Source records:
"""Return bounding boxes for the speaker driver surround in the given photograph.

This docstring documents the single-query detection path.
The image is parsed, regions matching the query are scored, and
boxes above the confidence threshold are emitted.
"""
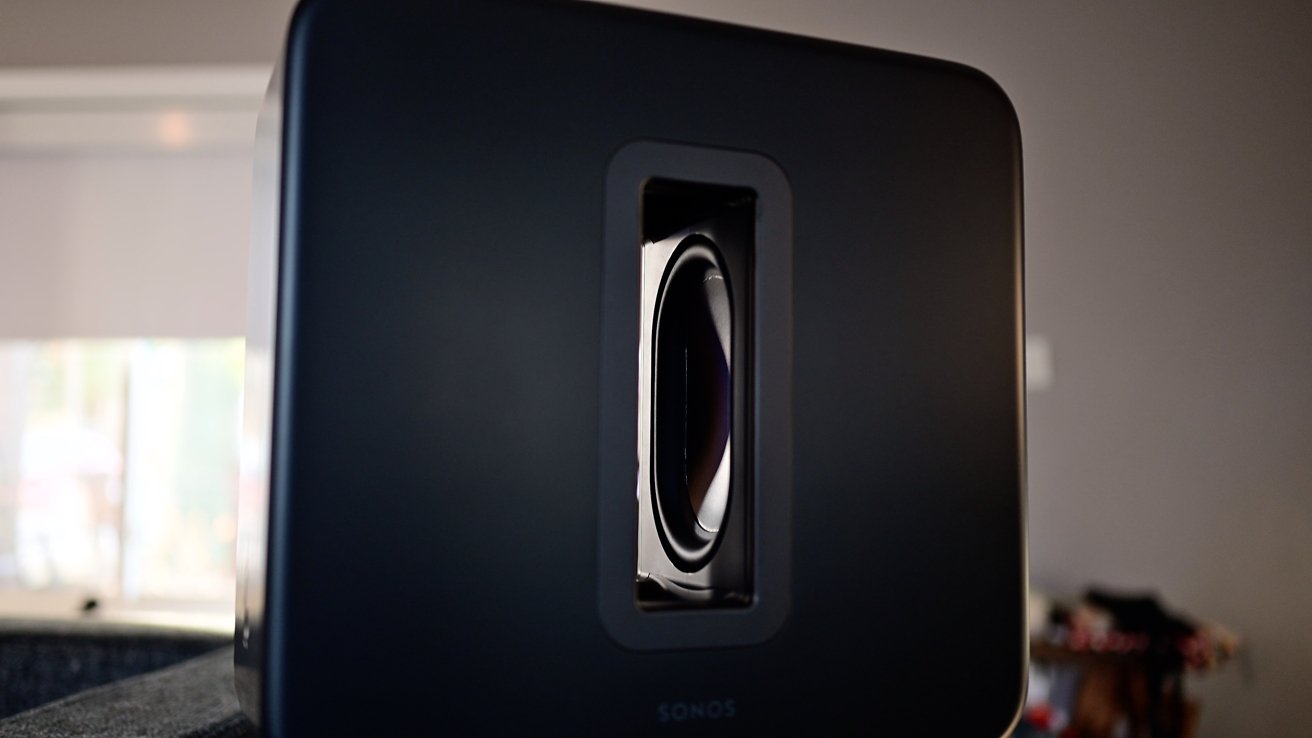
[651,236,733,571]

> [Exercise] Reproduce the items above, replacing "confidence threshold" with "score cutoff" and keeping everything else unchanged. Leave the pictures out of your answer.

> [Exercise response]
"""Return bounding boxes for the speaker driver surround in the given photograph.

This docstring documents the single-query detection path.
The image is parsed, regions matching the query are scored, and
boxes above the score cutoff are emitted.
"""
[651,236,733,571]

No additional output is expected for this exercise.